** Exercise 1 **
In the passage about village elders in Malawi, transcribe the stretch from "Rural Malawians respect" through "each new generation.".
** Exercise 2 **
According to the passage about village elders in Malawi, Ides Chitengu is an initiator for which village?
** Exercise 3 **
Render this sentence from the passage about village elders in Malawi in Spanish: "Rural Malawians respect and value the wisdom of village elders."

BEGIN Source extract

Site navigation


The wisdom of age

Government Extension Worker Harriet Magomero (left) talking to Ides Chitengu Government Extension Worker Harriet Magomero (left) talking to Ides Chitengu, an initiator for Kan’goma village in Malawi. Photo: Sabita Banerji/Oxfam

Rural Malawians respect and value the wisdom of village elders. Their opinions on disputes and general issues of daily life are traditionally sought in village assemblies. One or two elders in each village specialise in preparing young boys and girls for adulthood by conducting initiation ceremonies and giving them guidance on what will be expected of them. This is an opportunity to reduce a key area of risk of HIV infection, such as the use of shared implements in initiation ceremonies involving tattoos, circumcision or scarification. It also puts the initiators in a critical position to influence the sexual behaviour of each new generation.

END Source extract
BEGIN Record set

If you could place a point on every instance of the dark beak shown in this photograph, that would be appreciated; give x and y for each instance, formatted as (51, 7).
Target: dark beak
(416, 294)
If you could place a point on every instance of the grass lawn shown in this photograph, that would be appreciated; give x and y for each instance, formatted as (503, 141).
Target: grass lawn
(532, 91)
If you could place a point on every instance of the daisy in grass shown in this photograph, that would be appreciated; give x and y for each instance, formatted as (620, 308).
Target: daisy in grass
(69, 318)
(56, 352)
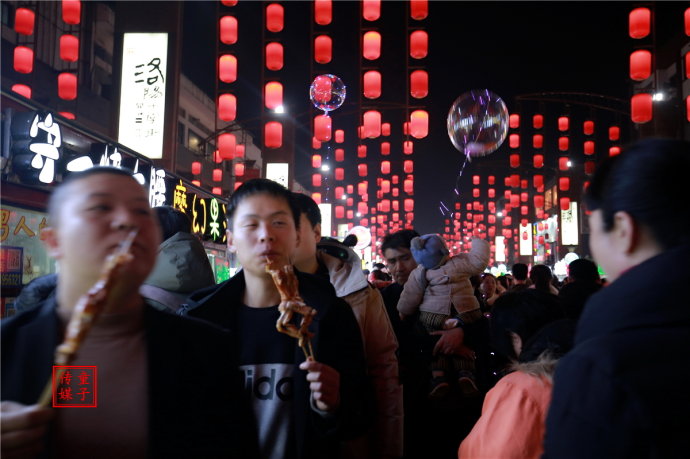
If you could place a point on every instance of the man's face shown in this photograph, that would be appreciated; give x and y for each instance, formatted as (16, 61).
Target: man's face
(262, 228)
(98, 212)
(400, 263)
(308, 238)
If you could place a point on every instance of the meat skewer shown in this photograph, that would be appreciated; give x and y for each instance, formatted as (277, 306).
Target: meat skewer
(87, 310)
(291, 303)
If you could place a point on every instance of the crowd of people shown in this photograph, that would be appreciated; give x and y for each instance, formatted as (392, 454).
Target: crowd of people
(428, 355)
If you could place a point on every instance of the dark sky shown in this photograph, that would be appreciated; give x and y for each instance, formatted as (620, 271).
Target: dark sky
(510, 48)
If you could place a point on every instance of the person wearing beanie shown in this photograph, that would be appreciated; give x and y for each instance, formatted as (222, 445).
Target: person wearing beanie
(441, 291)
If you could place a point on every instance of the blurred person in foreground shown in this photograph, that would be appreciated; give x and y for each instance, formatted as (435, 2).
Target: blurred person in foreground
(622, 392)
(166, 385)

END Record set

** Reply 1 **
Rural Malawians respect and value the wisdom of village elders. Their opinions on disputes and general issues of daily life are traditionally sought in village assemblies. One or two elders in each village specialise in preparing young boys and girls for adulthood by conducting initiation ceremonies and giving them guidance on what will be expected of them. This is an opportunity to reduce a key area of risk of HIV infection, such as the use of shared implements in initiation ceremonies involving tattoos, circumcision or scarification. It also puts the initiators in a critical position to influence the sexual behaviour of each new generation.

** Reply 2 **
Kan’goma village in Malawi.

** Reply 3 **
Los malauíes de las zonas rurales respetan y valoran la sabiduría de los ancianos de las aldeas.